__SELECTED EXTRACT__.
__________________________________________________

How aggregate path topology exposes coordinated bot campaigns that look perfectly clean — one session at a time
1. The Problem With Session-Level Bot Detection
Most bot detection works like a security guard checking IDs at the door. You look at one visitor, decide if they seem suspicious, and either wave them through or flag them. It is a reasonable heuristic, and it catches a lot.
But sophisticated bot operators have spent years learning exactly what the guard is checking.
They throttle request rate. They rotate IPs and user agents. They spoof TLS fingerprints. They fake scroll events and inject mouse movement. They buy residential proxies. A well-tuned fleet of bots can walk through per-session detection looking indistinguishable from a normal reader — because any individual session can be made to look ordinary.
The signal you are missing is not always in any one session.
It is in what the sessions are collectively doing.
2. The Setup: A Real Site, Not a Fake Honeypot
To study this properly, you need a real public site that attracts real visitors and automated traffic in the same place. Artificial honeypots produce artificial behavior. Fake “canary” sites in lab environments attract only the traffic you deliberately send them.
I built and deployed MacroCanary (macrocanary.pages.dev) as a real public observation surface for this experiment. It is a dashboard that tracks selected macroeconomic indicators — US Sahm Rule, yield curve, jobs, India CPI, and a handful of others. It applies threshold rules and staleness checks, and produces a simple traffic-light summary.
That matters for the research setting. A real page attracts the full spectrum: curious readers, mobile skimmers, search crawlers, scrapers, automated monitoring scripts, and eventually coordinated reconnaissance fleets. All in the same observation window, without you curating who shows up.
3. A Canary Layer on Top
Layered over the dashboard are several canary routes:
- Robots.txt-disallowed paths: paths explicitly listed as Disallow in robots.txt. Compliant crawlers should not request them. A hit is a strong positive label.
- Unlinked token paths: paths that appear nowhere in the page DOM, no sitemap, no internal link. They are accessible only by directory guessing, URL enumeration, or prior knowledge.
- Entryless deep links: a path that is not surfaced as ordinary navigation. Hitting it cold suggests the visitor already knew it was there.
It is important to be clear about what the canary layer is and is not.
Canary hits are labels, not the detection method.
When a session hits /private-for-bots-only/, that tells you something about that session: it touched a path that ordinary compliant browsing should not reach. It says much less about campaign intent, coordination structure, or what the broader fleet was collectively doing.
The detection method is the path traversal topology — the aggregate structure of how sessions move through the site graph. That analysis runs on all sessions, canary-hitting or not. Canary hits serve one role: they provide positive-label anchors to check whether suspicious topology correlates with known bot-like behavior.
They do not drive the topology verdict by themselves.
No visitor is blocked, penalized, or served different content. The canary is observational.

__________________________________________________

__MATERIAL SHOWN__.
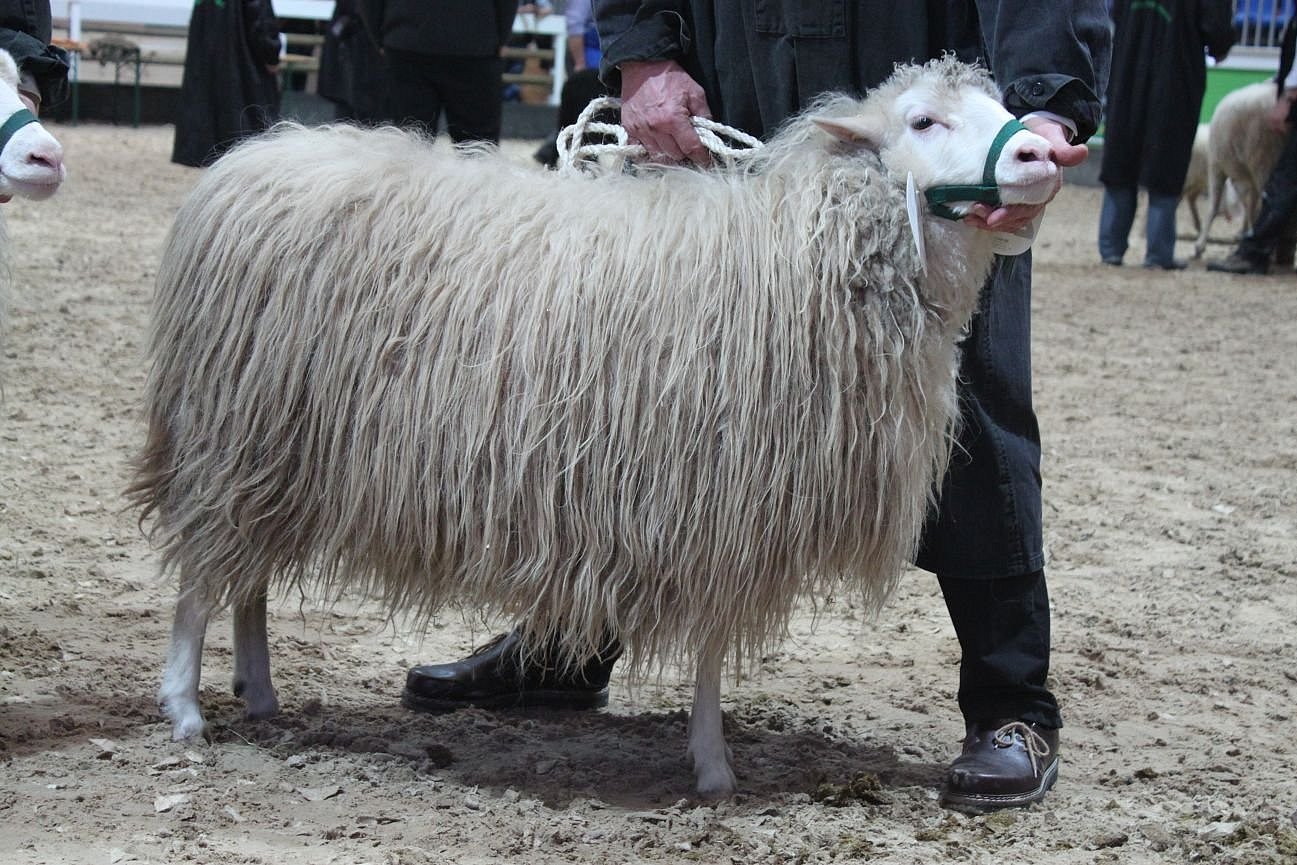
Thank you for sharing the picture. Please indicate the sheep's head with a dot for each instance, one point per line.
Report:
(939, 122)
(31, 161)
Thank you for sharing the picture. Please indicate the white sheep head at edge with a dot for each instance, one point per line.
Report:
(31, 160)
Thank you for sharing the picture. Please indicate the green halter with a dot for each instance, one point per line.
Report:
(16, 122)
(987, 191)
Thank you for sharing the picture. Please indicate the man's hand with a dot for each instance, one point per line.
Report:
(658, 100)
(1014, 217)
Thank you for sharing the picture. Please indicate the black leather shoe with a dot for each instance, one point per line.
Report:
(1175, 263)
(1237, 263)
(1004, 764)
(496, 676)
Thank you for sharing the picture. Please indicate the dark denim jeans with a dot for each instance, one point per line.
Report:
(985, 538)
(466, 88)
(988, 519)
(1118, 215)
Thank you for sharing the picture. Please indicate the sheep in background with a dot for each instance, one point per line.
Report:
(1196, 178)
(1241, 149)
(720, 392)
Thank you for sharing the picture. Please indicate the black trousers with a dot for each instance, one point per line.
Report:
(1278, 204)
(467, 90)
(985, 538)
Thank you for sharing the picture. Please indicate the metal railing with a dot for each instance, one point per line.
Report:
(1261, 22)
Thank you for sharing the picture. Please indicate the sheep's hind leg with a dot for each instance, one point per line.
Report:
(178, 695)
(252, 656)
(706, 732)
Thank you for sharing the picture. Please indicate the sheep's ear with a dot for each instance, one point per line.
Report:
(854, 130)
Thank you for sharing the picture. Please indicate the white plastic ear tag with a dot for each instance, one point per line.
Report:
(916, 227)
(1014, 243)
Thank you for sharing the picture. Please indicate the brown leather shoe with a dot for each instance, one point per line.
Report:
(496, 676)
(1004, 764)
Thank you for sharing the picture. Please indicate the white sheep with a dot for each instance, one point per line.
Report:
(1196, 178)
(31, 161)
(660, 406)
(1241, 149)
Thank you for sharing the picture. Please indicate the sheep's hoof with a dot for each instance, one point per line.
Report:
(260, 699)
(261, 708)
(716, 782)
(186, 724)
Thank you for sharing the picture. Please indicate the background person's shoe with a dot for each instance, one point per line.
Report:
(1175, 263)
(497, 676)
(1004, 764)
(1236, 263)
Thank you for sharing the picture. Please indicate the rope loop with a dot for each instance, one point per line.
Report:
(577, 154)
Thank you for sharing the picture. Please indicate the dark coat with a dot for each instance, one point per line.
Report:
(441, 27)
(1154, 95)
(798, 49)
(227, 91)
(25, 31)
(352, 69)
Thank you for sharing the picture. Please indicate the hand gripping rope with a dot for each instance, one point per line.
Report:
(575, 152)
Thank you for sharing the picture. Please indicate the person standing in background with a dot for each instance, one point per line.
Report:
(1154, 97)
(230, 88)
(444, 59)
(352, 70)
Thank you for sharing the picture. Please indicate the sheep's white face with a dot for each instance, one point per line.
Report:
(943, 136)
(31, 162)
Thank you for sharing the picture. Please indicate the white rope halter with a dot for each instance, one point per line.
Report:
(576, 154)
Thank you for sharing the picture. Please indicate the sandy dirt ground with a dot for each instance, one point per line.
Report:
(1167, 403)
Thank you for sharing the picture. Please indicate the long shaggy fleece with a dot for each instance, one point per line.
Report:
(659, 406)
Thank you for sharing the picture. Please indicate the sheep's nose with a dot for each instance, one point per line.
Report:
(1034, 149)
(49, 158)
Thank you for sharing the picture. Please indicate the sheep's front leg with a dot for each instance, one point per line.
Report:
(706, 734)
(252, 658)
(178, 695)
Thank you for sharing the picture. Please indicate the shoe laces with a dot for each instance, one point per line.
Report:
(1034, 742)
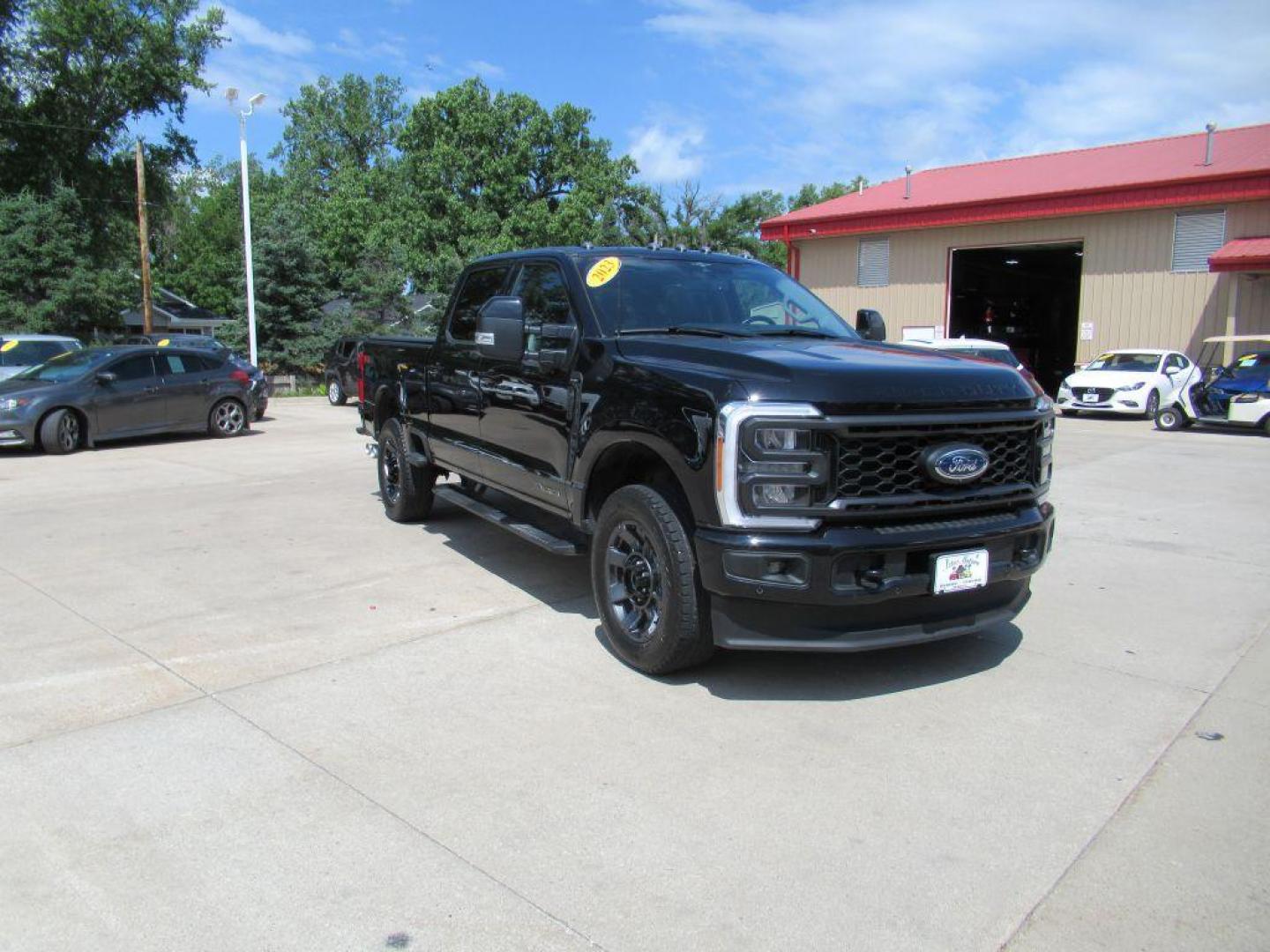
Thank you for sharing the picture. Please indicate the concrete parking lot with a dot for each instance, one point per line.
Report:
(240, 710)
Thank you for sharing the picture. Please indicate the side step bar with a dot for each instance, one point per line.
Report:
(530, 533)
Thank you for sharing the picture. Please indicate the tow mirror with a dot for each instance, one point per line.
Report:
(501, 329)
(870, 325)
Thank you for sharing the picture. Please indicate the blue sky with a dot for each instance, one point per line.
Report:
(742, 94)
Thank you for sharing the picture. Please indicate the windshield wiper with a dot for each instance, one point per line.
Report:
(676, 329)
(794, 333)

__________________________________________________

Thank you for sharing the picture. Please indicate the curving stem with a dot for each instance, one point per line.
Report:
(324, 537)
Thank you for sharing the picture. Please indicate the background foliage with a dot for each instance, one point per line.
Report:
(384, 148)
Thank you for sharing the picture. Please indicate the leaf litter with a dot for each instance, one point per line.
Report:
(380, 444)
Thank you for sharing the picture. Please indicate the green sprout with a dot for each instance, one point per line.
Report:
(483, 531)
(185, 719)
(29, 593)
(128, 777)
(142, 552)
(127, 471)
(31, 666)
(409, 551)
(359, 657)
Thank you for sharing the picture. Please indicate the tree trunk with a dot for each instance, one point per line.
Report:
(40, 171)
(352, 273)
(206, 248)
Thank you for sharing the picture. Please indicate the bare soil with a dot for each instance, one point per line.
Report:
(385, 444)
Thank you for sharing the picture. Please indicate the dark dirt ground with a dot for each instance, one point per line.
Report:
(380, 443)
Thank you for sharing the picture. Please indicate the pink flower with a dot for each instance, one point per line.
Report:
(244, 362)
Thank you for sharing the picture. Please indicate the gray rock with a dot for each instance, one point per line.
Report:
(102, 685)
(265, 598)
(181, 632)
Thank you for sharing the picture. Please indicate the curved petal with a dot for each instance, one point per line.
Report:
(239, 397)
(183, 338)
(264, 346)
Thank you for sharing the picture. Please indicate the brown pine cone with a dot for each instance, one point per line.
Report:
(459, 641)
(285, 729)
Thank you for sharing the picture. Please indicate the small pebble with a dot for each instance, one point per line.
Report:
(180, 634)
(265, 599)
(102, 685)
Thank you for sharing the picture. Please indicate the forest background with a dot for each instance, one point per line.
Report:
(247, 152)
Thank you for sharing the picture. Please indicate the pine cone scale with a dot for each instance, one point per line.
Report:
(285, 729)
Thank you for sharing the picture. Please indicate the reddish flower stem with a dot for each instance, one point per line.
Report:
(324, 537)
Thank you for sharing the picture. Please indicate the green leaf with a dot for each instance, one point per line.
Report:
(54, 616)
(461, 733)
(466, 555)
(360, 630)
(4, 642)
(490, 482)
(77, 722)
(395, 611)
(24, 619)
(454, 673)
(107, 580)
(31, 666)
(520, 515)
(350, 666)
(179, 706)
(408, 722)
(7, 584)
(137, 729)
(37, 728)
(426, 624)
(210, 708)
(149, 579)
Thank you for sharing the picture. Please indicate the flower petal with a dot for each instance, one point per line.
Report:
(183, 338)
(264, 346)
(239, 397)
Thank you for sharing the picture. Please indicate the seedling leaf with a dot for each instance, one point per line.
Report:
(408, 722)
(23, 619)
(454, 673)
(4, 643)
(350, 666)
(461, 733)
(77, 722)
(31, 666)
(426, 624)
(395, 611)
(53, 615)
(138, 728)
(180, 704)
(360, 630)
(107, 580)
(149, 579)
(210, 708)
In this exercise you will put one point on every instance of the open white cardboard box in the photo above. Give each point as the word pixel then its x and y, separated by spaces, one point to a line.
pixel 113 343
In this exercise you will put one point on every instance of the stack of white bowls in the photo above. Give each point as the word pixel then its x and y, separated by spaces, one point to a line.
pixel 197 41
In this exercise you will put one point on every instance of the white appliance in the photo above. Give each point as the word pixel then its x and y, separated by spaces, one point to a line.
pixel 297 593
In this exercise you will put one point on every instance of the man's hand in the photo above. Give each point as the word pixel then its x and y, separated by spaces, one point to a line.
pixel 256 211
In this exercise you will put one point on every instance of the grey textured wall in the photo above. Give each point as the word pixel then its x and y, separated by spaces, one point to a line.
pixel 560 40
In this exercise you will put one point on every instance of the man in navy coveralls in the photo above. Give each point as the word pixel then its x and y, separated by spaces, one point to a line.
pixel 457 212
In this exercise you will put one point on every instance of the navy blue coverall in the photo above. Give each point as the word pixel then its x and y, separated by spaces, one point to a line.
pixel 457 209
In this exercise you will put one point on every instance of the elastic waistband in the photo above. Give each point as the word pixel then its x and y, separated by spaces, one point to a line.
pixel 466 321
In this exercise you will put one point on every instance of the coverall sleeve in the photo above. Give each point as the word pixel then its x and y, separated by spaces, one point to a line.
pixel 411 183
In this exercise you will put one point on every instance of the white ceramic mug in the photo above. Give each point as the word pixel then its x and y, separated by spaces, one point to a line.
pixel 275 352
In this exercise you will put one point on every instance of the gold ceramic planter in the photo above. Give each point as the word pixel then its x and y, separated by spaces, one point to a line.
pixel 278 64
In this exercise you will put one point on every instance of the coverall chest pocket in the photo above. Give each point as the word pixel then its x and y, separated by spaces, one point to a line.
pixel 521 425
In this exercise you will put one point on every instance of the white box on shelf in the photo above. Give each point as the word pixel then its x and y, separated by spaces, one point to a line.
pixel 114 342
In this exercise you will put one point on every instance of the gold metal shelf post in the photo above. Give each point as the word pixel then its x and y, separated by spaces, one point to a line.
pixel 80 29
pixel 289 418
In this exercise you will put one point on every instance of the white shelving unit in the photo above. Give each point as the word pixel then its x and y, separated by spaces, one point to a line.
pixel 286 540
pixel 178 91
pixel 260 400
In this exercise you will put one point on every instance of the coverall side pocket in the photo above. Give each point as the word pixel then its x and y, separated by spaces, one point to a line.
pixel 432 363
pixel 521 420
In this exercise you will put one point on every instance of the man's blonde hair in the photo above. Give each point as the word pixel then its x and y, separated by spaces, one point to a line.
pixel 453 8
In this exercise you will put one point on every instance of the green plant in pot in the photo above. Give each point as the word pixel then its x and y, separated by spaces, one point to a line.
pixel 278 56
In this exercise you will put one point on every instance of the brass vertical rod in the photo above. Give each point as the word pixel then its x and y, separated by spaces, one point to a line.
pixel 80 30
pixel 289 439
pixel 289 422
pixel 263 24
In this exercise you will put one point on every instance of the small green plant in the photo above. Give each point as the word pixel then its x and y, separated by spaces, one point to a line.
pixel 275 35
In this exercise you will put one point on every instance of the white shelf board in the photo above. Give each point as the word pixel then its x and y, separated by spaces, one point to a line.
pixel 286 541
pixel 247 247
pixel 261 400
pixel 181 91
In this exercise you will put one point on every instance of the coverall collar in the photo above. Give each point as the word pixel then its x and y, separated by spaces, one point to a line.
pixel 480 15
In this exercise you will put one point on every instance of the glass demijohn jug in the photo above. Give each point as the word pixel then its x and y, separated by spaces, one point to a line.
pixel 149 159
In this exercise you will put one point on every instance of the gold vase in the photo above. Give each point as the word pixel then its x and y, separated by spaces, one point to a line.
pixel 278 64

__________________________________________________

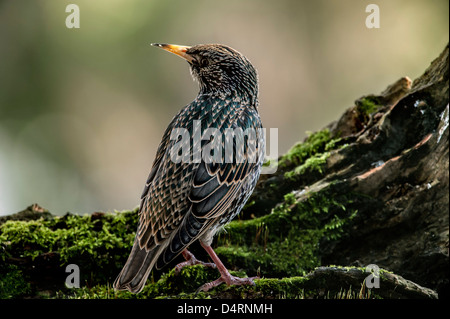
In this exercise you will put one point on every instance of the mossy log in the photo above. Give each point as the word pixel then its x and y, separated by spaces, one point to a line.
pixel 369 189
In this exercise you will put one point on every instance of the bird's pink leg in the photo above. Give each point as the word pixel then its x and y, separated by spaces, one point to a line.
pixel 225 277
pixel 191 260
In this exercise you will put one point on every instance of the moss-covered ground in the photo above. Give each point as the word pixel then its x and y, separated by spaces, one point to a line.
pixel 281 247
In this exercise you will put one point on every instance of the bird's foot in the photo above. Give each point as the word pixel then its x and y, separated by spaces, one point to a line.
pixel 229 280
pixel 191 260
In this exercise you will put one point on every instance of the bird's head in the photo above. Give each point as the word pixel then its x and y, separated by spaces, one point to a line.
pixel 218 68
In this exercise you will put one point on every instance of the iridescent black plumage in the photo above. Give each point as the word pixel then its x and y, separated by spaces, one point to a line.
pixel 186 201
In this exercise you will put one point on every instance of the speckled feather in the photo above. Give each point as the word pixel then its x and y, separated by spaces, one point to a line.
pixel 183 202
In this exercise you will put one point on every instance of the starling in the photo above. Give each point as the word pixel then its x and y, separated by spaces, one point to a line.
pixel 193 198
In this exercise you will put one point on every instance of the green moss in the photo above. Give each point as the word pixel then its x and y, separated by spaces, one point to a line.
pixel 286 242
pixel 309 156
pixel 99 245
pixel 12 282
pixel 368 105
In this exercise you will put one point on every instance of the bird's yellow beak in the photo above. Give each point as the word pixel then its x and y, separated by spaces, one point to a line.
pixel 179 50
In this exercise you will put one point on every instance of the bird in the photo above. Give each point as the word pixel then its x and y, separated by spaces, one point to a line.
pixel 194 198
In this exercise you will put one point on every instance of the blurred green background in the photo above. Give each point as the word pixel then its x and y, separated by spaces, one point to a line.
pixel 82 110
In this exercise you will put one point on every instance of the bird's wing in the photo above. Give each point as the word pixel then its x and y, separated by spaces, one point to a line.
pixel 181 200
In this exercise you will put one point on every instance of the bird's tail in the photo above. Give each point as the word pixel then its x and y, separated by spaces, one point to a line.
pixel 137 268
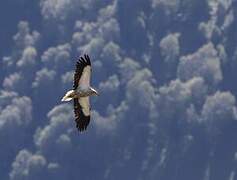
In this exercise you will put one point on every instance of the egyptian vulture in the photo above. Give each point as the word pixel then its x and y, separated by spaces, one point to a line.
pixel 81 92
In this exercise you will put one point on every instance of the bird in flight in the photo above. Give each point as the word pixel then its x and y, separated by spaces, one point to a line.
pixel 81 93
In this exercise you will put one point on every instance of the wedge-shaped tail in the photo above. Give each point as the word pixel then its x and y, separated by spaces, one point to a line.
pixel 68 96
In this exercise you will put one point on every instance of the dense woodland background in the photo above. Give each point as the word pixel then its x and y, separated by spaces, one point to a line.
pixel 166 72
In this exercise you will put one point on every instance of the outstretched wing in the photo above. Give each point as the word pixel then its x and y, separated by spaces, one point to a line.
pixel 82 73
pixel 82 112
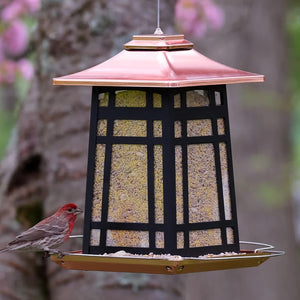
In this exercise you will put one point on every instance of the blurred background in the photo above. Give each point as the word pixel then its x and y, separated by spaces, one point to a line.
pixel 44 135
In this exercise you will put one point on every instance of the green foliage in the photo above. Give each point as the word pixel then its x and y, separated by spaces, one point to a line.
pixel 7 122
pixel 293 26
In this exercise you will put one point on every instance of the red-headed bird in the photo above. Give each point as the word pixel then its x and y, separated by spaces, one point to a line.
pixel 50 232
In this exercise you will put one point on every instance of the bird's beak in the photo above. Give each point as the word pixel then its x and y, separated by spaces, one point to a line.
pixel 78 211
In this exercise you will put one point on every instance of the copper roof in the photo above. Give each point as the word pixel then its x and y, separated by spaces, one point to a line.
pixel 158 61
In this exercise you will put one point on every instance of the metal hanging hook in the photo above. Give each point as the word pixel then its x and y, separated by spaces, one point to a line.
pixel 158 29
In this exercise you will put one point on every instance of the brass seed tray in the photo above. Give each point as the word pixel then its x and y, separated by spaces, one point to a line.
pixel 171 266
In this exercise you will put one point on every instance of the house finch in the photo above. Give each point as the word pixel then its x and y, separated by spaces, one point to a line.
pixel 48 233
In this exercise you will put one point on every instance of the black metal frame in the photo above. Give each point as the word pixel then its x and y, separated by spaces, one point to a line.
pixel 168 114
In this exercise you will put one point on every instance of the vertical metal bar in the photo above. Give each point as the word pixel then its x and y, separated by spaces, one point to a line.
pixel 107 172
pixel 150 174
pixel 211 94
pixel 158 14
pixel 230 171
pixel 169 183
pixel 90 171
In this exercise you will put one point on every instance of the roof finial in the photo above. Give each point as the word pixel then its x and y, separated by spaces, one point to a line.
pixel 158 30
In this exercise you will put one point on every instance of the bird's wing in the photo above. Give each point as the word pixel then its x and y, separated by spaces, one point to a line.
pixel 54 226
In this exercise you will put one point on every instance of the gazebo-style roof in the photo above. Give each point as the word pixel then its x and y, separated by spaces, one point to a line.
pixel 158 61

__________________________________________________

__DIRECTIVES__.
A – Answer these about the article on bot detection:
(i) What is the name of the site deployed as the public observation surface?
(ii) What are unlinked token paths?
(iii) What role do canary hits serve?
B – Carry on writing the article on bot detection, starting after its final sentence.
The material has no connection to the article on bot detection.

__THE RESPONSES__.
A –
(i) MacroCanary (macrocanary.pages.dev).
(ii) Paths that appear nowhere in the page DOM, in no sitemap, and in no internal link. They can be reached only by directory guessing, URL enumeration, or prior knowledge.
(iii) They provide positive-label anchors for checking whether suspicious topology correlates with known bot-like behavior.

B –
4. Three Layers of Detection
The system looks at traffic in three passes.
The first pass asks a simple question:
Does this one visit look unusual?
That catches obvious automation. For example, a session that moves too fast, never scrolls, jumps between strange pages, or behaves unlike normal readers can be scored as suspicious.
But careful bots can avoid that. They can slow down. They can scroll. They can visit only a few pages. One bot can pretend to be ordinary.
So the second pass asks a different question:
Do many ordinary-looking visits look related?
This is where fleet clustering comes in. The system groups sessions that visit similar pages, come from related network areas, or behave in similar ways. Technically, the current implementation uses DBSCAN with path overlap and ASN distance, plus additional gates for route similarity and behavioral consistency.
But the plain-English version is this:
A single visitor may look normal. A group of visitors moving in strangely similar ways may not be normal.
The third pass asks the most important question:
What was the group trying to do?
That is campaign intent classification.
Instead of asking whether one session is a bot, the system asks whether a cluster of sessions looks like it was mapping the site, extracting a target page, arriving in timed waves, or probing pages that normal visitors do not usually find.
5. The Four Aggregate Signals
The system looks for four patterns that only appear when you study a group of sessions together.
A single visit may look normal.
A group of visits may not.
1. Did they divide up the site?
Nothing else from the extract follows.